The proposal to invest the £7,718,615 Pothole Action Fund is as follows:
- £5,068,615 to accelerate our capital resurfacing programme (focused on some of Dorset’s worst strategic roads)
- £2,000,000 into the most damaged, minor roads where a significant proportion of our reactive defects are experienced
- £300,000 – B3078 Stanbridge carriageway edge retention
- £200,000 investment into drainage dig downs and repair
- £150,000 investment into digging ditches
Investing in drainage infrastructure and preventing the formation of water on the highway, plays an important role in protecting our roads from the impacts of potholes.
The investment of these capital funds will also help address network resilience issues arising from the impacts of climate change.
Highways teams are now committed to lower energy asphalts, recycling and surface treatments, as well as investment in low energy bulbs for street lighting and traffic control which will help reduce carbon emissions.
There are also further proposals to invest £1,393,385 into the following schemes:
- £450,000 Longham Bridge design
- £349,272 Wareham A351 pedestrian cycle link
- £390,000 Street lighting LED upgrades – Saving £160,000 revenue each year by 2030 and £320,000 per year by 2040, with a total carbon saving of 2,600 tonnes.
- £204,113 Traffic control and ITS LED retrofit – Saving £27,117 revenue funding per year, and 86 tonnes of carbon per year
Cllr Ray Bryan, Dorset Council Portfolio Holder for Highways, Travel and Environment, said:
“We’re delighted to be able to share our plans for how we intend to spend this much-welcome investment from central government. As a rural county, our road network is vital to Dorset residents and it’s imperative we enable people to be able to get around safely.
The Department for Transport is allocating over £112 million to the South West, enough to fix around 2 million potholes in 2020/21, or to stop them forming in the first place. Our Highways team works incredibly hard to look after our roads and this funding will give them a welcome boost in resources to deal with maintenance issues faster than before.”
This is all good news.
Will Lillington (DT9 6QX) feature on the resurfacing programme as promised a couple of years ago by our Highways rep? Our loop is in an awful state with recurring potholes.
A scrape of the sides of the road would reveal much highway that is covered with grass, grown on soil/detritus left by farm vehicles over the years.
The extreme publicity surrounding Durdle Door generates traffic volumes that cannot be coped with by the existing road system. Closing the roads is not the answer as this simply shifts the problem elsewhere. The profitability of tourism must be made to pay for a solution. The matter is urgent.

========

> _PROBLEM SET_
- 1) Please extract, word for word, the portion of the pothole funding text running from "A scrape of" up to and including "matter is urgent.".
- 2) According to the pothole funding text, how much is the Department for Transport allocating to the South West?
- 3) Name every scheme in the pothole funding text that shares the further £1,393,385 investment.
Rely on the pothole funding text alone.

(Excerpts from point annotation data)

========

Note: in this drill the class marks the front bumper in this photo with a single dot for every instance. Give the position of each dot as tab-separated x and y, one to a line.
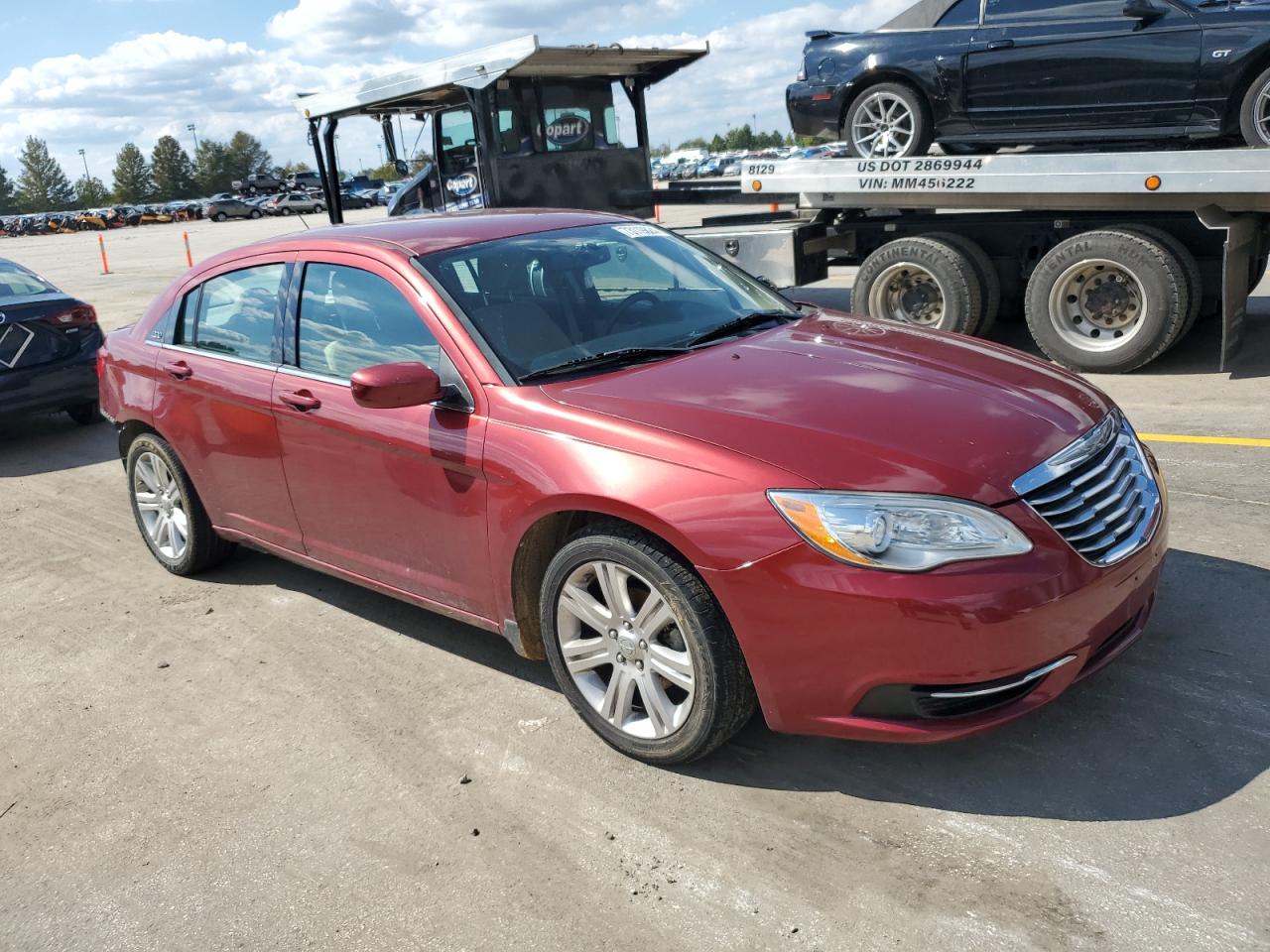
838	652
816	109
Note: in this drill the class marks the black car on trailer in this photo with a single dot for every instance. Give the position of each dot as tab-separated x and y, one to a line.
974	75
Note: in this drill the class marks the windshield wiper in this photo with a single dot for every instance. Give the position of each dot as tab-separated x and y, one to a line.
738	324
626	354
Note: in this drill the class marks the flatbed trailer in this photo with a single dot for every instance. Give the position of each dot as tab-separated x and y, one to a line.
1112	255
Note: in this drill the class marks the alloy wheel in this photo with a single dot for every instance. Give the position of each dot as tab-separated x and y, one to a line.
883	126
1097	304
160	506
910	294
625	649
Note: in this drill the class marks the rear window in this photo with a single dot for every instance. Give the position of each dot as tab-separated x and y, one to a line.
17	281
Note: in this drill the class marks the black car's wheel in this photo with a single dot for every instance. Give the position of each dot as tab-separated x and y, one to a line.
85	414
642	649
1255	113
920	281
169	515
888	121
1106	301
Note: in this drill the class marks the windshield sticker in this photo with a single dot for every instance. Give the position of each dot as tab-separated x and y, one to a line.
638	230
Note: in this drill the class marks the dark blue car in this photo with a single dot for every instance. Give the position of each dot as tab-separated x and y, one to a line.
975	75
49	343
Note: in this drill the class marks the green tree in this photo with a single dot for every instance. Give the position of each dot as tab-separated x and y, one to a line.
7	200
132	179
211	168
172	171
244	155
90	191
42	185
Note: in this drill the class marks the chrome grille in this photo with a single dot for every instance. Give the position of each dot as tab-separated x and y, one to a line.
1098	493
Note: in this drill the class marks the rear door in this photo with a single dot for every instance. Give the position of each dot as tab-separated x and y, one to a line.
393	495
1044	66
214	391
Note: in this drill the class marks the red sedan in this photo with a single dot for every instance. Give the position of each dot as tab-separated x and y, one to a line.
627	457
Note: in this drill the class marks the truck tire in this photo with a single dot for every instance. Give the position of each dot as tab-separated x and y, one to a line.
989	282
1106	301
888	121
1189	266
1255	112
920	281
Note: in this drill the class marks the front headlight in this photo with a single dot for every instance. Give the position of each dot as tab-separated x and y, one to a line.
898	532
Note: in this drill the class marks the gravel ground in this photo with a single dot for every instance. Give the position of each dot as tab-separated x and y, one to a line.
267	758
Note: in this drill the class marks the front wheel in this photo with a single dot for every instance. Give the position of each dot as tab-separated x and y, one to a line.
888	121
642	649
1255	112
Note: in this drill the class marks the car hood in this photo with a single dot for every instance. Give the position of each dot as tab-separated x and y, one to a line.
855	404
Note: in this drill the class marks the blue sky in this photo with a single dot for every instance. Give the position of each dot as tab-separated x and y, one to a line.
111	71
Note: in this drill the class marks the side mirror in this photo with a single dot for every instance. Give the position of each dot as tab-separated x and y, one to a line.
1143	10
386	386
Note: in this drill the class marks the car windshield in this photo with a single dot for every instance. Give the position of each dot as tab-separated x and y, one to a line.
17	281
624	291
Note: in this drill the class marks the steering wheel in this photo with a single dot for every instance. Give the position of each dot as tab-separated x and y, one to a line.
622	315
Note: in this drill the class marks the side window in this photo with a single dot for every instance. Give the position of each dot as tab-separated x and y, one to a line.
1030	10
350	318
234	313
962	13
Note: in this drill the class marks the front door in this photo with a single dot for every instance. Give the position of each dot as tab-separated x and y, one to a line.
391	495
1083	64
213	399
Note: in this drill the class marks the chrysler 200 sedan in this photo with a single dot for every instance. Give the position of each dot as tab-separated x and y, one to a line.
630	458
978	73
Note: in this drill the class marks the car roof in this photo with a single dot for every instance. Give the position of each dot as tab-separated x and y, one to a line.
440	232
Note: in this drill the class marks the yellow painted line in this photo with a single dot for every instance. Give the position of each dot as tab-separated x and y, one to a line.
1214	440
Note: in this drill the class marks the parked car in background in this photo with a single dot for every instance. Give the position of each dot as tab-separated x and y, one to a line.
645	485
223	208
255	184
294	203
49	344
975	75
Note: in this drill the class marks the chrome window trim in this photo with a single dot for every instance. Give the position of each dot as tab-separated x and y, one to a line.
1028	678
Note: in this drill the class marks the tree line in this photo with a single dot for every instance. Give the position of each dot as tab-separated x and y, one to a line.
169	173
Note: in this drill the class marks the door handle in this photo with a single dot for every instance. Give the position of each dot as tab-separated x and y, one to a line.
302	400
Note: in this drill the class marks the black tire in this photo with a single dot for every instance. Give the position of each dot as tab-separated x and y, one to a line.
85	414
1191	270
952	271
1255	119
722	697
1162	282
925	127
203	548
989	282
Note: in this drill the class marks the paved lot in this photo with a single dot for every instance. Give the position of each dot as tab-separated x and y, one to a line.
291	777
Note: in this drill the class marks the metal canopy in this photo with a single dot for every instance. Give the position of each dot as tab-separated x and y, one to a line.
441	82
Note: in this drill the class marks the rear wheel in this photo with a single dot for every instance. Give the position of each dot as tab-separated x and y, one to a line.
642	649
168	511
1255	112
888	121
1106	301
920	281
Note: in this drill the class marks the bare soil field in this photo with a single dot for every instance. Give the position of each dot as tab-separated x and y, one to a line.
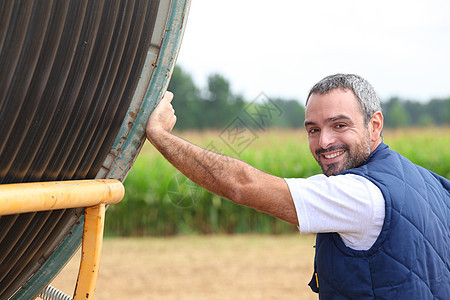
201	267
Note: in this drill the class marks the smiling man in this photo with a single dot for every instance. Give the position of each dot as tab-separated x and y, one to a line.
382	222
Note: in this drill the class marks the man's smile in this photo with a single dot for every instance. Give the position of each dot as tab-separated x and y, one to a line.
333	154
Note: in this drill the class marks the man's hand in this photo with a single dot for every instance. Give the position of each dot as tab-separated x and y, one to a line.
162	118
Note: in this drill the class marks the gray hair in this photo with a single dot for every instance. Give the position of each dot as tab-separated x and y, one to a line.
364	92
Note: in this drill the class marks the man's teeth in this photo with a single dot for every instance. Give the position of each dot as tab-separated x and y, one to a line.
333	155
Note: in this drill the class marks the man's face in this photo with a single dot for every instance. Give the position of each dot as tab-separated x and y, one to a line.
337	136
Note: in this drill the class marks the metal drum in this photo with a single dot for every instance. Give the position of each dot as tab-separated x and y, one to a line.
78	81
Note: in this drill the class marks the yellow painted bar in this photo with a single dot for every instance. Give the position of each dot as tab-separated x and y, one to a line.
39	196
94	220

========

> _COMPLETE ANSWERS_
- 1)
A scrape of the sides of the road would reveal much highway that is covered with grass, grown on soil/detritus left by farm vehicles over the years.
The extreme publicity surrounding Durdle Door generates traffic volumes that cannot be coped with by the existing road system. Closing the roads is not the answer as this simply shifts the problem elsewhere. The profitability of tourism must be made to pay for a solution. The matter is urgent.

- 2) Over £112 million.

- 3) Longham Bridge design; Wareham A351 pedestrian cycle link; Street lighting LED upgrades; Traffic control and ITS LED retrofit